PROBLEMS AND TASKS:
**1)** Reproduce, word for word, the stretch of the festival article from "A week-long programme of events aimed" through "queries or concerns.".
**2)** Continue the festival article from the point where it stops, picking up after its last sentence.

Festival offers lifeline to small businesses

A week-long festival of events, organised by The Women’s Organisation, to offer vital advice and support to small firms across Liverpool city region is now under way. Tony McDonough reports

Maggie O'Carroll
Maggie O’Carroll, chief executive of The Women’s Organisation

A week-long programme of events aimed at start-up and small businesses across Liverpool city region is under way.

Starting on Monday, November 8, and running until Friday November 12, Liverpool-based social enterprise, The Women’s Organisation, has launched the Love Your Business Festival.

It offers a week-long programme of events culminating with a ‘sparkling’ speed-networking session on Friday, November 12 – which will offer up the opportunity to make new connections over a glass of “Friday fizz”.

Liverpool-based law firm Morecrofts have sponsored this year’s festival. Experts from the firm will be on hand on Friday to informally address any legal queries or concerns.

The festival is designed to coincide with Entrepreneurship Week 2021. Events will cover key considerations for new or budding start up businesses, including business planning, social media strategy, finance and bookkeeping, and sustainability.

Global Entrepreneurship Week is now in its ninth year and is set to engage millions of people through more than 35,000 planned events and activities. It is run by The Global Entrepreneurship Network, who manage and deliver projects in more than 180 countries.

And Maggie O’Carroll, chief executive of The Women’s Organisation, says the festival cannot come at a more important time for small businesses amid what she says was a lack of clear commitment to small business support, funding or skills in the Budget last month.

Small businesses make up 99.2% of the total UK business population, account for three fifths of employment and around half of the UK’s private sector turnover, according to FSB. The total combined turnover of the country’s small business community at the beginning of 2021 topped £2 trillion. 

The skills gap is one of the primary affecting factors when it comes to businesses successfully scaling up, according to a survey by Scale Up Capital. Maggie says the Budget was a positive one for large infrastructure projects, but left small businesses and the people on the ground behind.

PROVIDED DATA:
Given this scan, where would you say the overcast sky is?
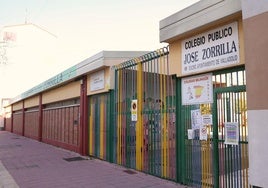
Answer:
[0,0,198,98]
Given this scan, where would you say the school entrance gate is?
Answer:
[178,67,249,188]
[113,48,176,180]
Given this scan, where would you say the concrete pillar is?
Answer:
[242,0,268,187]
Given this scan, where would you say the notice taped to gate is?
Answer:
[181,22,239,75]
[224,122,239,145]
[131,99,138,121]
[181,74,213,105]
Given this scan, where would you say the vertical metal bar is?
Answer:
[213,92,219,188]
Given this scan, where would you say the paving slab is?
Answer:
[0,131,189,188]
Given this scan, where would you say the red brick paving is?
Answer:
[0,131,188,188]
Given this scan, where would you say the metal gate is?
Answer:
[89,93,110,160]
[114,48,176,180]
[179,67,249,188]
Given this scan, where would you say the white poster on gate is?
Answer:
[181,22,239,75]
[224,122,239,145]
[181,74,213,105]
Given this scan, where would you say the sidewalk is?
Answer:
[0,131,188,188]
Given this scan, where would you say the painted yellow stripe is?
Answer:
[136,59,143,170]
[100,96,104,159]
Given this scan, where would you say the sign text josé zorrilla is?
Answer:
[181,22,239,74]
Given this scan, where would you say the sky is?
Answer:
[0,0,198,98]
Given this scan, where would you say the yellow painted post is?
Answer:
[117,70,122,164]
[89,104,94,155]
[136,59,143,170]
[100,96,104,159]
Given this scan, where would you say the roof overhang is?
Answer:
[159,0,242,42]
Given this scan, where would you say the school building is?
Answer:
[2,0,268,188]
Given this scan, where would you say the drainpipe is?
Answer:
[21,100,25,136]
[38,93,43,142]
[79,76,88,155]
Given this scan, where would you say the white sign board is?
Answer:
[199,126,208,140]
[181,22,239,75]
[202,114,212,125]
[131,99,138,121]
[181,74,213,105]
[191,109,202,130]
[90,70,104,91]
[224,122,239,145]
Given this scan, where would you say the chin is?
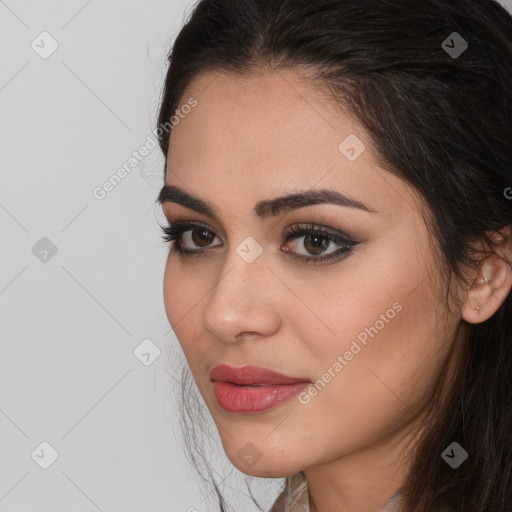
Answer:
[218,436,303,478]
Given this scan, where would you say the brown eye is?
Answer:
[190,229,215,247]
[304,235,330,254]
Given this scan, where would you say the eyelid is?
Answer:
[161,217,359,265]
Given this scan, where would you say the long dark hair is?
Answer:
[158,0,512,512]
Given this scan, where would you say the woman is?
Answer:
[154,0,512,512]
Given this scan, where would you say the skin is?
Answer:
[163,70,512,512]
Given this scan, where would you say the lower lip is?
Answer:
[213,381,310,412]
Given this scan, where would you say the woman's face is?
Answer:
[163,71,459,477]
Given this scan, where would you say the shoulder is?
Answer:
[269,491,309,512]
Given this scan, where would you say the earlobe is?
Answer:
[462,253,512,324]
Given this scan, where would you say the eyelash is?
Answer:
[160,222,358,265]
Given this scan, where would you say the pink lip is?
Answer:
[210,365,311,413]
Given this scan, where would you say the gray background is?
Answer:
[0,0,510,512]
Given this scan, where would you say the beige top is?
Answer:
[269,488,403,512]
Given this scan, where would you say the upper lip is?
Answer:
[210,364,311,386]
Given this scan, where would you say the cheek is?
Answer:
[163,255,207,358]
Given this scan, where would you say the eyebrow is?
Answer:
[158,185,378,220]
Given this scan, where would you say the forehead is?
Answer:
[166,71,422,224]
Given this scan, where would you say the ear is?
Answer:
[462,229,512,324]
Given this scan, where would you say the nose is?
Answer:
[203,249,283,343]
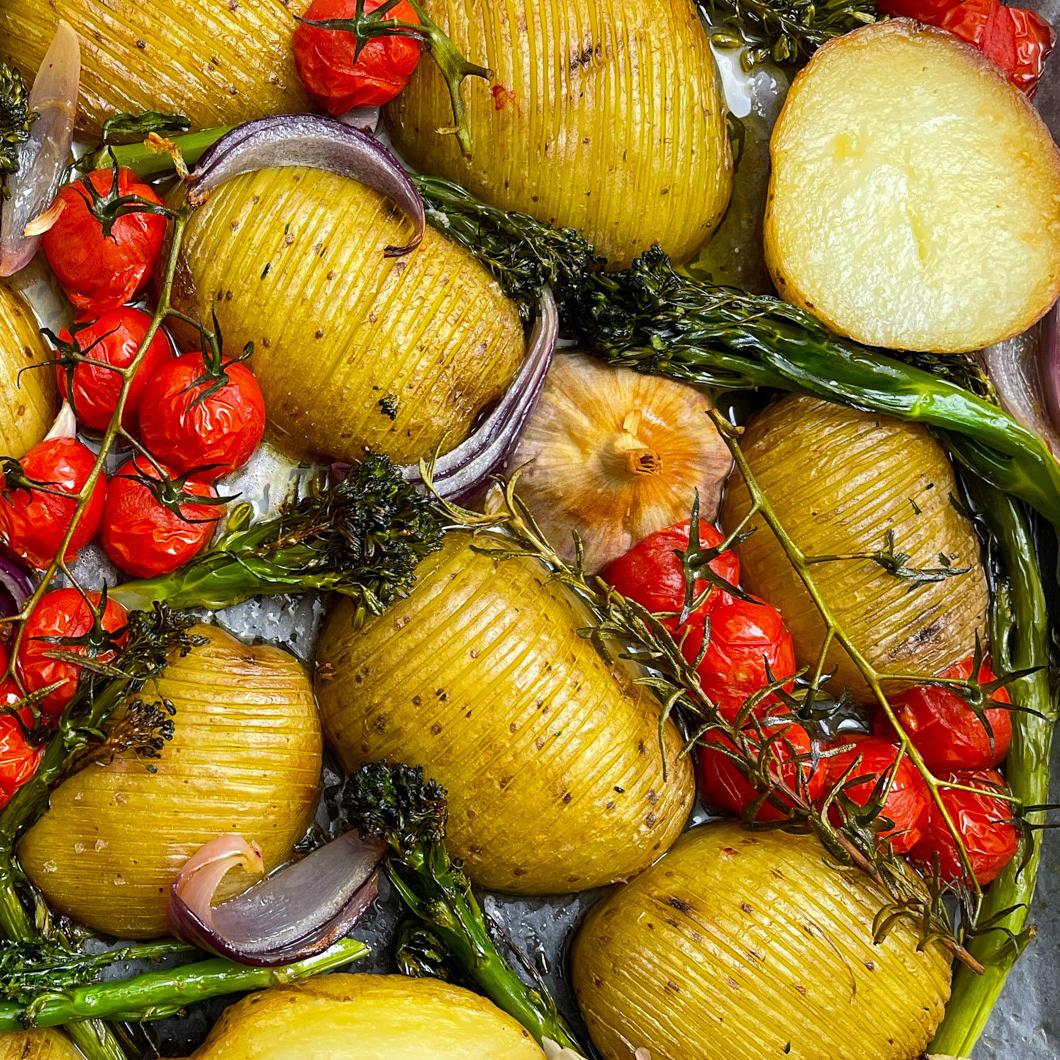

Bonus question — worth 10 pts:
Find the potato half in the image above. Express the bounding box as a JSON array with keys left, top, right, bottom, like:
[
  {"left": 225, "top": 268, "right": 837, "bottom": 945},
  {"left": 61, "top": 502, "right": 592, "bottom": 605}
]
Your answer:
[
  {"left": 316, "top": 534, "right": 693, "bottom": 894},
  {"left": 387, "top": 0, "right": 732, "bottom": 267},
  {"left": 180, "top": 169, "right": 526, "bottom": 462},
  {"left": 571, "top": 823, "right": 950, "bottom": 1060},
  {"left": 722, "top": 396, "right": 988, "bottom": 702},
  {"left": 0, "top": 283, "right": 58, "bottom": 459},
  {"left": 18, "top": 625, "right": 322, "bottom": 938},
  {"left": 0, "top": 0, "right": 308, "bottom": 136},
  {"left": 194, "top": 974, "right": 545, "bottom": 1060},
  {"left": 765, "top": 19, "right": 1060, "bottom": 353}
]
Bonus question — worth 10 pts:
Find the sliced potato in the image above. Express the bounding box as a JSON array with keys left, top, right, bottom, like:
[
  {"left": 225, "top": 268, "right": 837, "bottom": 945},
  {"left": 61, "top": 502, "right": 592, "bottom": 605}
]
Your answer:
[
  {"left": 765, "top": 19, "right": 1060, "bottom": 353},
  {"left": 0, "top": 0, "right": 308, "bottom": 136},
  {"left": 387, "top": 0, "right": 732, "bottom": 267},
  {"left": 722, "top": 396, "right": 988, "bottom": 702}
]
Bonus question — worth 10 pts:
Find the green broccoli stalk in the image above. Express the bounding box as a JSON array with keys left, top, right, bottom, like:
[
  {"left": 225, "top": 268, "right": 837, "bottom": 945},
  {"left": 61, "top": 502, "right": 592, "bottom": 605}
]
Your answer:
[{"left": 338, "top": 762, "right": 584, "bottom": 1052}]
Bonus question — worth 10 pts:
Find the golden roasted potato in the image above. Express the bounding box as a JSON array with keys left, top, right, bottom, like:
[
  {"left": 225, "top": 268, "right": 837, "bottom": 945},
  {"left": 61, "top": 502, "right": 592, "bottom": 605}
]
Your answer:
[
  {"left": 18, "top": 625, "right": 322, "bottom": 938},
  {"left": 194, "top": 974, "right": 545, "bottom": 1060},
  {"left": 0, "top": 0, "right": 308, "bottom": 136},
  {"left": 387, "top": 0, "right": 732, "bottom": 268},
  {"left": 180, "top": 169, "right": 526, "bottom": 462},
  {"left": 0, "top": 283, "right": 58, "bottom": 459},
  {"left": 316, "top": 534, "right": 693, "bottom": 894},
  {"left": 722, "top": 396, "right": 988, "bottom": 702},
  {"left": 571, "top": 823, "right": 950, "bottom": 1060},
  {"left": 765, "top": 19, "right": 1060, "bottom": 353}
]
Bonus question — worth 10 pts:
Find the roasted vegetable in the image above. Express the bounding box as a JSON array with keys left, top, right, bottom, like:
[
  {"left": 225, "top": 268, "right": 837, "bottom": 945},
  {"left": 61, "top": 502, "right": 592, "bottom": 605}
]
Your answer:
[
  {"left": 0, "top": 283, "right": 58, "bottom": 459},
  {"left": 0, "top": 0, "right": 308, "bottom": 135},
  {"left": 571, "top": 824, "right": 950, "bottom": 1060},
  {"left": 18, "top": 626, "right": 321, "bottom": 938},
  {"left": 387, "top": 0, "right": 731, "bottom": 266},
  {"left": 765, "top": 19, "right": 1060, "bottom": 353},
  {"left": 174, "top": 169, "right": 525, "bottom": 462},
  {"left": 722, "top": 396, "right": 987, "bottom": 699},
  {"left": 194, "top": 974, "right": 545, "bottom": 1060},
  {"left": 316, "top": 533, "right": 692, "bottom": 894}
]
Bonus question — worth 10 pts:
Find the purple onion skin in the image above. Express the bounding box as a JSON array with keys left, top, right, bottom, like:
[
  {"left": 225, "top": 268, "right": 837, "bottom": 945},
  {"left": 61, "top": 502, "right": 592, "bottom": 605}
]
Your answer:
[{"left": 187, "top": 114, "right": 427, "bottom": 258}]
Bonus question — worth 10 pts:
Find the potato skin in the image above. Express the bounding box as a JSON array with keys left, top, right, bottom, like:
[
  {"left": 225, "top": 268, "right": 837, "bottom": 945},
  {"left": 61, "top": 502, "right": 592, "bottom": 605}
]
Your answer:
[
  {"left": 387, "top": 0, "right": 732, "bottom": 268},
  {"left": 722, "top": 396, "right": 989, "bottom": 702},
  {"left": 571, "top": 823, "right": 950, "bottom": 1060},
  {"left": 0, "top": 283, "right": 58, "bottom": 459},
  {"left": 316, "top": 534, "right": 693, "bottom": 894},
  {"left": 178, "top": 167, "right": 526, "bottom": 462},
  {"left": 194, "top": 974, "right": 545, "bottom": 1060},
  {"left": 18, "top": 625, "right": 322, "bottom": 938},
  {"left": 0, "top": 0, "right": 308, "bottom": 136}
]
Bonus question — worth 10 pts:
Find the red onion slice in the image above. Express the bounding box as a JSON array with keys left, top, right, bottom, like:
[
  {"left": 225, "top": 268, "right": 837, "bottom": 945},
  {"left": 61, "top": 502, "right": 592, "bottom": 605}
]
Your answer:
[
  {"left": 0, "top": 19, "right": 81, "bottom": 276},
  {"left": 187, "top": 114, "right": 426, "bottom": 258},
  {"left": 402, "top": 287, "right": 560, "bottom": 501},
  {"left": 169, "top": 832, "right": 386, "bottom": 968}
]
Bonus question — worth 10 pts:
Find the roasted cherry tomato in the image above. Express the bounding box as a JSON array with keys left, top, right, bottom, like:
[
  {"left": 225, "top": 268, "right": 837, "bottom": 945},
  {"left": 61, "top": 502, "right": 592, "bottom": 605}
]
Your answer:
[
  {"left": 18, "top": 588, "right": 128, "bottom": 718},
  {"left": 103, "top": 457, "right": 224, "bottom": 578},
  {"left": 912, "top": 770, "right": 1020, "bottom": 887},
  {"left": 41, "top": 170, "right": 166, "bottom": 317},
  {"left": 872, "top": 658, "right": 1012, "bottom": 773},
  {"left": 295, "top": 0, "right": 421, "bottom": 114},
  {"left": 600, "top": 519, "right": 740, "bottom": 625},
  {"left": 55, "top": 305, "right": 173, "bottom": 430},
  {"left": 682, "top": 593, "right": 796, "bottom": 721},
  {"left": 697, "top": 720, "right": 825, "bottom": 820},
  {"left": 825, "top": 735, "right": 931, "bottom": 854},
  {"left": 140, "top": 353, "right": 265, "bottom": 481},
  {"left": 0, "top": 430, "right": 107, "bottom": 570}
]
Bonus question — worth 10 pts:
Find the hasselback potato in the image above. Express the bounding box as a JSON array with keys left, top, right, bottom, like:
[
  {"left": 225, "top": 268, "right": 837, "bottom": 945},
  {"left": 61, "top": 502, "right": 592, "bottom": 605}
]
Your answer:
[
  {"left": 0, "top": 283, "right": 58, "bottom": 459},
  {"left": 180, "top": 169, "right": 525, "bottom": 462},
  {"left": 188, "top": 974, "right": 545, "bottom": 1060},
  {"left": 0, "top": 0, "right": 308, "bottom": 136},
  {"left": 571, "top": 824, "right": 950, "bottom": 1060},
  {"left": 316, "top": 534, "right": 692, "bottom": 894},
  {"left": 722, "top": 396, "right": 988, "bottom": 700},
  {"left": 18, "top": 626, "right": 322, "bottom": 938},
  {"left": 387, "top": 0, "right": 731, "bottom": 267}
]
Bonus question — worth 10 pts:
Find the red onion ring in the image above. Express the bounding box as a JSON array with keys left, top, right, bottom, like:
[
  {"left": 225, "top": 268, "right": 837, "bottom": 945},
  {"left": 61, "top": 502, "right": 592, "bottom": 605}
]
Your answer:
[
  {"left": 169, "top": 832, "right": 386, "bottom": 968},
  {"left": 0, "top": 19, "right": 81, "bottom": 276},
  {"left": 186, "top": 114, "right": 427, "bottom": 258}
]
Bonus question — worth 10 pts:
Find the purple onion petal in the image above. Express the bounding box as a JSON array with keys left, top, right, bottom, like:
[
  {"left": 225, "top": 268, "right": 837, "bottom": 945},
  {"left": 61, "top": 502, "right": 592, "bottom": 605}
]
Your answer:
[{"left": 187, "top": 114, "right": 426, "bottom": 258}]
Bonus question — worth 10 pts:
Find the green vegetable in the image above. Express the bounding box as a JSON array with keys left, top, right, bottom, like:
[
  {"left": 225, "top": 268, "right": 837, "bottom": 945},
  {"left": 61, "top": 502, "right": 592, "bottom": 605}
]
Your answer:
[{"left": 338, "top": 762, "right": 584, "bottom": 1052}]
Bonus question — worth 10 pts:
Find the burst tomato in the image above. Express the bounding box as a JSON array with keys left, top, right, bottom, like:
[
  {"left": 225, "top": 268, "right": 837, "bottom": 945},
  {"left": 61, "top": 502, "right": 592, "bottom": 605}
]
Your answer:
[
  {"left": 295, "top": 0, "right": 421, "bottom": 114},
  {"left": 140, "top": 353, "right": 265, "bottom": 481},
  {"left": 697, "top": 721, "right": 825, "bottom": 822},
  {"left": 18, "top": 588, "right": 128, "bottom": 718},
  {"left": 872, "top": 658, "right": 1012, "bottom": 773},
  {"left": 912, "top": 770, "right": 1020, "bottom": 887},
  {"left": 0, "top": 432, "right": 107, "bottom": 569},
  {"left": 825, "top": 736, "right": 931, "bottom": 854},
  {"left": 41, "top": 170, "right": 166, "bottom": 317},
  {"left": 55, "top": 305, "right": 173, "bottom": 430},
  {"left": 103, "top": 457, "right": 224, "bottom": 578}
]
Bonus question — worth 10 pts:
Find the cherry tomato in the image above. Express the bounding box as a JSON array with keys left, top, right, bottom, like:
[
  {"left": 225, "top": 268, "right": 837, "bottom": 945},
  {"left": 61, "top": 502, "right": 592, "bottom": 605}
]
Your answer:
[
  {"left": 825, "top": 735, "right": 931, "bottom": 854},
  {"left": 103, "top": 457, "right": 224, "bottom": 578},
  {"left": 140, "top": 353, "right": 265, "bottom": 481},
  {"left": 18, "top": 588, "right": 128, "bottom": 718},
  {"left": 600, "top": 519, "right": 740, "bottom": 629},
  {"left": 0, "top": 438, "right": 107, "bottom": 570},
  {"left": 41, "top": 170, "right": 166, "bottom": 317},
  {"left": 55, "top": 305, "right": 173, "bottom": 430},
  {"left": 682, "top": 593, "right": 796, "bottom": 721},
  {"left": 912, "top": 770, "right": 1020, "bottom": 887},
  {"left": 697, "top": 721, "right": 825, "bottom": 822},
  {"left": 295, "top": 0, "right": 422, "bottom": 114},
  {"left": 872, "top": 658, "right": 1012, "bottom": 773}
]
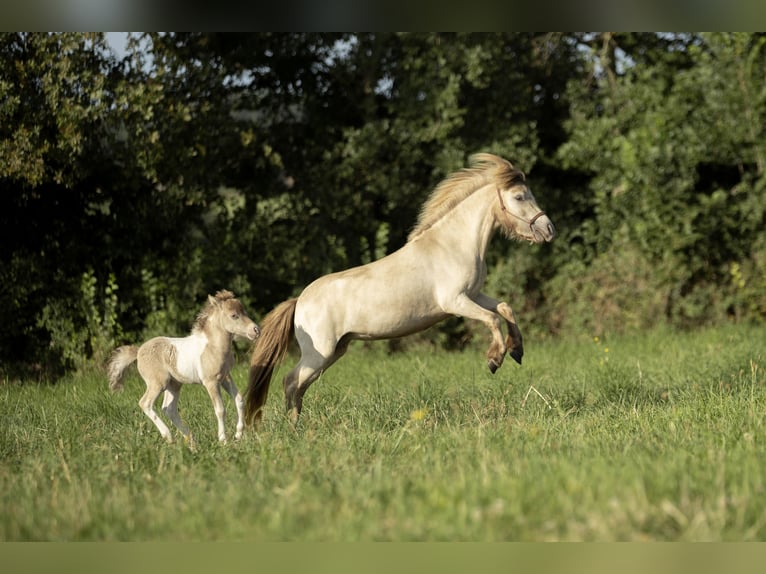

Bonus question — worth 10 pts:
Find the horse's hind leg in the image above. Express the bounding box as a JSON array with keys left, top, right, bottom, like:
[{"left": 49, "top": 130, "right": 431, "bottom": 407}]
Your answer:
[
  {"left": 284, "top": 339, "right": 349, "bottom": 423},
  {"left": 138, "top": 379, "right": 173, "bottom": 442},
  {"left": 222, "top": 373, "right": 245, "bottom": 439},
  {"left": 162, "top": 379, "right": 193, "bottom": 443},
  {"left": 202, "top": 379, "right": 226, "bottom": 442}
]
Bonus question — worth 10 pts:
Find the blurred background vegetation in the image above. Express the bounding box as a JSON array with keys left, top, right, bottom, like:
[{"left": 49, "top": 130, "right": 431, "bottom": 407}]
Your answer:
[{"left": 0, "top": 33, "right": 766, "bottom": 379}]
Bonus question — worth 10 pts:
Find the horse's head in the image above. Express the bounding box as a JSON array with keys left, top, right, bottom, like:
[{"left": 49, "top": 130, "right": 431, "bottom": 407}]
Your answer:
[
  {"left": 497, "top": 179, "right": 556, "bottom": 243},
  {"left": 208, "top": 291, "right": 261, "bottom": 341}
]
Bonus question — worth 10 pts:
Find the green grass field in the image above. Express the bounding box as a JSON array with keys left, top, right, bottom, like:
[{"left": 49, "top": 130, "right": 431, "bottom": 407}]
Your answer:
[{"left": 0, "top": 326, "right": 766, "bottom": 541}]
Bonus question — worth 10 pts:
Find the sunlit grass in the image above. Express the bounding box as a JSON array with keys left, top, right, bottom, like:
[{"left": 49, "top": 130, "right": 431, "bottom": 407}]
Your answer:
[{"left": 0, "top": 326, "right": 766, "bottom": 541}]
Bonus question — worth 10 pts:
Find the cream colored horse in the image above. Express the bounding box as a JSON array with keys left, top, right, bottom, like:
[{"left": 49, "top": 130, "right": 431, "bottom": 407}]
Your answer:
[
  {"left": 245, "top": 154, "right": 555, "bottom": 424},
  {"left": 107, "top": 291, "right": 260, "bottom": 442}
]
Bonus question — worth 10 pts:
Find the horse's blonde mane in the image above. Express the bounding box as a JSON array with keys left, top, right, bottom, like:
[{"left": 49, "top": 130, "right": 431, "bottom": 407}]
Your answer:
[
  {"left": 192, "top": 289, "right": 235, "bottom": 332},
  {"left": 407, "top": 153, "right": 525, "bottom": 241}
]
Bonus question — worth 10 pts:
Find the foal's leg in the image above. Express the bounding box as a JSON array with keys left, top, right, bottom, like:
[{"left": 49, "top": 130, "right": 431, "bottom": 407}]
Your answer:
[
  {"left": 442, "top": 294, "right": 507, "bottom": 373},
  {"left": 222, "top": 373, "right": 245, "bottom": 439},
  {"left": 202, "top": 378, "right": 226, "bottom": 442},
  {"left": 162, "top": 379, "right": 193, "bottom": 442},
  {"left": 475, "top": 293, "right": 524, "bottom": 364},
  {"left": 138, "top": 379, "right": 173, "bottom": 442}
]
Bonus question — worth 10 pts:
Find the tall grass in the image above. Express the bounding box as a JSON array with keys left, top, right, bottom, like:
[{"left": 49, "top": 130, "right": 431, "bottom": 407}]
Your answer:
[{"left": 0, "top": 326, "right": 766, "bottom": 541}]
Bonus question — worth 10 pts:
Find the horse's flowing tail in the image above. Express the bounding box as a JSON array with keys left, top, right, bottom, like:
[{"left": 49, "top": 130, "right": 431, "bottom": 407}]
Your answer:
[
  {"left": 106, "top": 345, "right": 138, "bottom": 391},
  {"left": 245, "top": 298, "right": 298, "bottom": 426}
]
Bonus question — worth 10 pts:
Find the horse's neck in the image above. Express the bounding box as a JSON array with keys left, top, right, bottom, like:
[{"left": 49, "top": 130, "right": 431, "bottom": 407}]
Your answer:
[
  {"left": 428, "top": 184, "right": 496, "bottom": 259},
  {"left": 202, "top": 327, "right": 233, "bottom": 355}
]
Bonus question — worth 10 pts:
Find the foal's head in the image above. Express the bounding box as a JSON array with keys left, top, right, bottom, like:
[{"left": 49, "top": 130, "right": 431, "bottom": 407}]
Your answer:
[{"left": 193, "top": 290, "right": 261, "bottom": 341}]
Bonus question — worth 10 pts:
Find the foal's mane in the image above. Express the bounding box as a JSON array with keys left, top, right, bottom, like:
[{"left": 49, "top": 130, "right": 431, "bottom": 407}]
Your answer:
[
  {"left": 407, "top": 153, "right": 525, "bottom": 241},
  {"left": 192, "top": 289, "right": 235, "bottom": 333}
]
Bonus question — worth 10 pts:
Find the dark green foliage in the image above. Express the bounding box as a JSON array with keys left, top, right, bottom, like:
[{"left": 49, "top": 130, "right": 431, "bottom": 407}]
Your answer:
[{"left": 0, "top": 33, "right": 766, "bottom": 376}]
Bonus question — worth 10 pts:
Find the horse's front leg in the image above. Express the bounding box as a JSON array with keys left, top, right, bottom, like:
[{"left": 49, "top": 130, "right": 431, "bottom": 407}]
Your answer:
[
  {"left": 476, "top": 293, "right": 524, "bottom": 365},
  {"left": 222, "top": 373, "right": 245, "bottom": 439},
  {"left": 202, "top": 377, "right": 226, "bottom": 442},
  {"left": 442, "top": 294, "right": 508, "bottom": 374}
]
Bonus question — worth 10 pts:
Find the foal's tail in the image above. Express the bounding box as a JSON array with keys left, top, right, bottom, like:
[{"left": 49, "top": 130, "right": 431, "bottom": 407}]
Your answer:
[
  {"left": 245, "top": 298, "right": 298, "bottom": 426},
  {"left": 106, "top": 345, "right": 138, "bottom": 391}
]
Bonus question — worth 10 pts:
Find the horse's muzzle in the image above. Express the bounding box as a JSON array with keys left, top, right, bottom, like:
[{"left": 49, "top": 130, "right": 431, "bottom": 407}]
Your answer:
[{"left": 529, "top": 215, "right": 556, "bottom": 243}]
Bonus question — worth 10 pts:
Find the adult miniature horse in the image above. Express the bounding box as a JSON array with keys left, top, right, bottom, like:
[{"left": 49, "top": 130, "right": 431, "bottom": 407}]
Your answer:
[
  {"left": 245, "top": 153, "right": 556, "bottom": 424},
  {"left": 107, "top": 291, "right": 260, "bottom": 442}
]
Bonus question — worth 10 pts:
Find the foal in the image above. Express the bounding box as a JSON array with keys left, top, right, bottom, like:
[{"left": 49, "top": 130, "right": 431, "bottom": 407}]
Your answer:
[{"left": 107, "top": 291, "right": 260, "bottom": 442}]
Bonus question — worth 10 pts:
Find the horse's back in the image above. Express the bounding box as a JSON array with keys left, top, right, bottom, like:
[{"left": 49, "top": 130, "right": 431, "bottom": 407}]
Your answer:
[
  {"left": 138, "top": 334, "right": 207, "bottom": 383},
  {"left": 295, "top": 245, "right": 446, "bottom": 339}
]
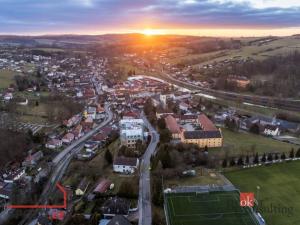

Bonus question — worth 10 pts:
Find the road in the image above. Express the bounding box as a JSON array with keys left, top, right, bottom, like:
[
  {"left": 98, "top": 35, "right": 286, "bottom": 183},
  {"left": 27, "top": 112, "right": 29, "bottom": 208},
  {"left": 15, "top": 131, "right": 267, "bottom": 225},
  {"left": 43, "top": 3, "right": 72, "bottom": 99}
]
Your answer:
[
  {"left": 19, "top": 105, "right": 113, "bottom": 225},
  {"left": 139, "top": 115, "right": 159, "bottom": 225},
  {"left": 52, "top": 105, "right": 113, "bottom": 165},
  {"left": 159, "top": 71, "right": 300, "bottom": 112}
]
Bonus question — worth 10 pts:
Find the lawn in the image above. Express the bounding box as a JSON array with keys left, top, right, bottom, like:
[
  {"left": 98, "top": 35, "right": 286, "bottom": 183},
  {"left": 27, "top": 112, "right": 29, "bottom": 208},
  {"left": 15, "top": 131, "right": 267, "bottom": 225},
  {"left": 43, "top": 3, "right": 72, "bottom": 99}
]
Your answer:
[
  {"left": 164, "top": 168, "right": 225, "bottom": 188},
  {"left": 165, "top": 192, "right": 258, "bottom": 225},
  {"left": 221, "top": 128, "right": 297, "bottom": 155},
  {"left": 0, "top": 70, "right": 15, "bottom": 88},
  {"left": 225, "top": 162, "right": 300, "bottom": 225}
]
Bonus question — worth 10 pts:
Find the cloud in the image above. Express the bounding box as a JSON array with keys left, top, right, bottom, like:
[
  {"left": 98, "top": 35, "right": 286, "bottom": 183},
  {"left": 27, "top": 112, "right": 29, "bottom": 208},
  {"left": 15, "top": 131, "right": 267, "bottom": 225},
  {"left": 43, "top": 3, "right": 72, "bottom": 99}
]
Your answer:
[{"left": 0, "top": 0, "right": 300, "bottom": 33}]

LIST OF ANSWERS:
**1)**
A week-long programme of events aimed at start-up and small businesses across Liverpool city region is under way.

Starting on Monday, November 8, and running until Friday November 12, Liverpool-based social enterprise, The Women’s Organisation, has launched the Love Your Business Festival.

It offers a week-long programme of events culminating with a ‘sparkling’ speed-networking session on Friday, November 12 – which will offer up the opportunity to make new connections over a glass of “Friday fizz”.

Liverpool-based law firm Morecrofts have sponsored this year’s festival. Experts from the firm will be on hand on Friday to informally address any legal queries or concerns.

**2)**
She explained: “The business rates reliefs announced stand to leave whole swathes of businesses unsupported and this just isn’t good enough. Start ups and small businesses are the lifeblood of our economy and are absolutely critical to our recovery post-pandemic. They provide jobs and attract investment into individual regions.

“If we are to see the economy begin to recover and thrive, we must first lift it off its knees by investing in funding and support – it’s what we call speculate to accumulate. Discounting business rates is an old-hat way of addressing economic development.

“The reality is that businesses now operate in a far more agile environment, so to still be talking about bricks and mortar is, frankly, absurd. It is a strategy that neglects thousands of struggling small businesses and fails to address how we kick start the economy by helping new businesses set up and grow.”

The Women’s Organisation is the largest developer and deliverer of training and support for women in the UK. It has supported more than 60,000 women and helped to create in excess of 4,000 businesses since it was established in 1996.

Maggie says that now, more than ever, we should be focused on just that. She added: “Furlough and people being forced out of work incited a culture of entrepreneurialism, which should absolutely be celebrated and sustained.

“Companies House data reveals that 340,534 businesses were registered in the UK between January and June 2021 – over 30% more than was the case in 2019. That is all well and good, but now we must do all we can to help those businesses strategise, scale and succeed.”